*GIVEN EXERCISE 1*
Answer these questions about the lander problem:
(a) What is P the position of?
(b) To how many decimal places should the distance of P from the center of the Earth be rounded?
(c) What does G stand for in the force formula?

*DOCUMENT PASSAGE*
Question

A satellite launching vehicle is carrying a lander for Moon mapping. 
As shown in the figure below, P is the position where the gravitational forces exerted by Earth and Moon on the vehicle balance out. 
The distance \( P \) from the center of the Earth is ........... \(\times 10^5\) km. (Round off to two decimal places)

Hint:

The balance point is where the gravitational forces from both Earth and the Moon on the satellite are equal, and can be found by solving the equilibrium equation using Newton's law of gravitation.

Answer 1

Step 1: Understanding the Gravitational Force Balance.
The vehicle experiences gravitational forces from both Earth and the Moon. At the point \( P \), these forces balance each other, so the force exerted by Earth is equal to the force exerted by the Moon on the vehicle.
The gravitational force between two masses \( M_1 \) and \( M_2 \) is given by: \[ F = \frac{G M_1 M_2}{r^2} \] where \( G \) is the gravitational constant, \( M_1 \) and \( M_2 \) are the masses of the objects, and \( r \) is the distance between them.

*DATA ROWS*
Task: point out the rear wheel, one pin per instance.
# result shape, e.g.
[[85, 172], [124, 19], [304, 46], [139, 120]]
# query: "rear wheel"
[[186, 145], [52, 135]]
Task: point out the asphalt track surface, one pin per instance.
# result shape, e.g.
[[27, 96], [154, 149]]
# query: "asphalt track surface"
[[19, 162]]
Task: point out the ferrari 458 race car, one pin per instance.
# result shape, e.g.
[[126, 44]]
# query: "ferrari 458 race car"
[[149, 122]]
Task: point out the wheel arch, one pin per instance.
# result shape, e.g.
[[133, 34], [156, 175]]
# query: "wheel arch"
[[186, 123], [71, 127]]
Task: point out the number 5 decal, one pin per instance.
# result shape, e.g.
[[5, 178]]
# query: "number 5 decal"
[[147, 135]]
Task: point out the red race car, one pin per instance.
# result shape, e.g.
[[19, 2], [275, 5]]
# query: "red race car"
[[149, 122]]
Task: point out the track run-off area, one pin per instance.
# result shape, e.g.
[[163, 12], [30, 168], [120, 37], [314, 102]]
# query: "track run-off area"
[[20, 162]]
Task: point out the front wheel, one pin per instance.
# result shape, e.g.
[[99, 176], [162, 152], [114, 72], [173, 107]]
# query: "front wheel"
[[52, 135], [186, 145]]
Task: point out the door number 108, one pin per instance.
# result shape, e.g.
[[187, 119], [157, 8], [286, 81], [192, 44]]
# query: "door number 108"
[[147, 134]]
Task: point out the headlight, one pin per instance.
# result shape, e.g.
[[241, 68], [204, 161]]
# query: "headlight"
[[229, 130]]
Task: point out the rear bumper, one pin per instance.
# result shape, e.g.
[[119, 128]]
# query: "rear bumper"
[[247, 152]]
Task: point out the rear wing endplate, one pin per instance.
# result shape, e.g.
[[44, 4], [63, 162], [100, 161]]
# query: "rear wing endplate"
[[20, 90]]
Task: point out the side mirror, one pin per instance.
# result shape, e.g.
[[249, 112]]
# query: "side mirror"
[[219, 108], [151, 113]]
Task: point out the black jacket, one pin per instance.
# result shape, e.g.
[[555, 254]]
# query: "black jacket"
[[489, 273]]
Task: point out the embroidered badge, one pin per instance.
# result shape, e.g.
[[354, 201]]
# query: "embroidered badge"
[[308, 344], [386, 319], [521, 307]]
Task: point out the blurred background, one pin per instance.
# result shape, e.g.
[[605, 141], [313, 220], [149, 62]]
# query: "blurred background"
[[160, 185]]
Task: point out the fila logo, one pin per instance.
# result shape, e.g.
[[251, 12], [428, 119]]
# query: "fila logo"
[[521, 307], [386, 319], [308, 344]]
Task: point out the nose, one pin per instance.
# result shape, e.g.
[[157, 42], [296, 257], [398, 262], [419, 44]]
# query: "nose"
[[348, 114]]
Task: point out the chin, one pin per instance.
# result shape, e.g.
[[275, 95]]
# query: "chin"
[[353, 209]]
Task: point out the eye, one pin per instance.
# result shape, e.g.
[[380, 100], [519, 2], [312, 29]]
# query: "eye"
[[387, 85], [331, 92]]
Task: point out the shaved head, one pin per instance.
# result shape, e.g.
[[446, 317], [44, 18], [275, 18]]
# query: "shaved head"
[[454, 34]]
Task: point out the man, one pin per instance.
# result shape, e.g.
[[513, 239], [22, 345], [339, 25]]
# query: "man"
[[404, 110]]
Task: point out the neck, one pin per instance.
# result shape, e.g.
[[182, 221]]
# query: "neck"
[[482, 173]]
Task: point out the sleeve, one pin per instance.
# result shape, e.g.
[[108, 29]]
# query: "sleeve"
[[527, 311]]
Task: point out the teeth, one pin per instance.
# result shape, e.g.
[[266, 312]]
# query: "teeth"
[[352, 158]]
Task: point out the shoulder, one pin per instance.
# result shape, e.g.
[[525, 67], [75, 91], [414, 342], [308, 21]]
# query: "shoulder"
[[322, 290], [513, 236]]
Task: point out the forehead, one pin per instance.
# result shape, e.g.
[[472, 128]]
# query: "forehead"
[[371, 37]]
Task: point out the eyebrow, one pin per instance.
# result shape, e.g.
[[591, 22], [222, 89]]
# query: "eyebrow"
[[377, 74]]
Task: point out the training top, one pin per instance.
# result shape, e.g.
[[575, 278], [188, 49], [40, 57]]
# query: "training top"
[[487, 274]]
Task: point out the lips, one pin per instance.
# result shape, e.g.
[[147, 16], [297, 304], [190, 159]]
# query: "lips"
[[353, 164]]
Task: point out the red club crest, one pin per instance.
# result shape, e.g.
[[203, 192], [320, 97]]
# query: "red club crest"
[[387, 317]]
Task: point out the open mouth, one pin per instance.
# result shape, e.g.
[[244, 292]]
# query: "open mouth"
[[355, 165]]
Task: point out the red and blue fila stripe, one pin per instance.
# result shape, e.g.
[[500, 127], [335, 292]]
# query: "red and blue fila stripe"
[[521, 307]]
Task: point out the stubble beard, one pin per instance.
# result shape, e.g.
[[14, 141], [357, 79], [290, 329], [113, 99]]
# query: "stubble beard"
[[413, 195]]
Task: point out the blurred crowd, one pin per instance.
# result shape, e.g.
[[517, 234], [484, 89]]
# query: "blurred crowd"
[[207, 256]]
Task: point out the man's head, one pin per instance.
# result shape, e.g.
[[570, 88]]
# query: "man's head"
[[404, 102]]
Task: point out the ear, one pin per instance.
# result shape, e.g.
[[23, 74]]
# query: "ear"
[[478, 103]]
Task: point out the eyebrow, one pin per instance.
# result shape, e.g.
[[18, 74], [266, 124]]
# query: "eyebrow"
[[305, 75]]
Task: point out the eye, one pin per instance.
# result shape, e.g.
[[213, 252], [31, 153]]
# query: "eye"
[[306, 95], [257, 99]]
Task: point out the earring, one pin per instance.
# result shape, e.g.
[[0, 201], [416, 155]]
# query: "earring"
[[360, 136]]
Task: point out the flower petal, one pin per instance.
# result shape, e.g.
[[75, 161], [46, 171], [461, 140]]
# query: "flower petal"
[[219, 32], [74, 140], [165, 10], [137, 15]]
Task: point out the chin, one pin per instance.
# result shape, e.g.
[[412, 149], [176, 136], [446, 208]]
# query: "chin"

*GIVEN EXERCISE 2*
Copy word for word everything in the entries from the line containing "Task: point out the blurred crowd, one" down to the end of the entries, including both of those ends.

*PROBLEM SOLUTION 1*
(a) P is the position where the gravitational forces exerted by Earth and Moon on the vehicle balance out.
(b) Two decimal places.
(c) G is the gravitational constant.

*PROBLEM SOLUTION 2*
Task: point out the blurred crowd, one pin per instance.
# result shape, e.g.
[[517, 234], [484, 89]]
# query: "blurred crowd"
[[207, 256]]
Task: point out the man's head, one pin per instance.
# result shape, e.g.
[[570, 88]]
# query: "man's head"
[[404, 102]]
Task: point out the ear, one pin per instance.
# result shape, e.g.
[[23, 74]]
# query: "ear"
[[478, 103]]
Task: point out the eyebrow, one pin per instance.
# result shape, e.g.
[[18, 74], [266, 124]]
# query: "eyebrow"
[[305, 75]]
Task: point out the eye, one pin per instance.
# result shape, e.g.
[[213, 252], [31, 153]]
# query: "eye"
[[306, 95], [257, 99]]
Task: point out the earring, one pin per instance.
# result shape, e.g.
[[0, 201], [416, 155]]
# query: "earring"
[[360, 136]]
Task: point out the flower petal, one pin per instance.
# result shape, e.g.
[[75, 161], [46, 171], [461, 140]]
# query: "flower petal"
[[219, 32], [74, 140], [165, 10], [137, 15]]
Task: point out the chin, one pin per instance.
# result shape, e.g.
[[412, 149], [176, 136], [446, 208]]
# query: "chin"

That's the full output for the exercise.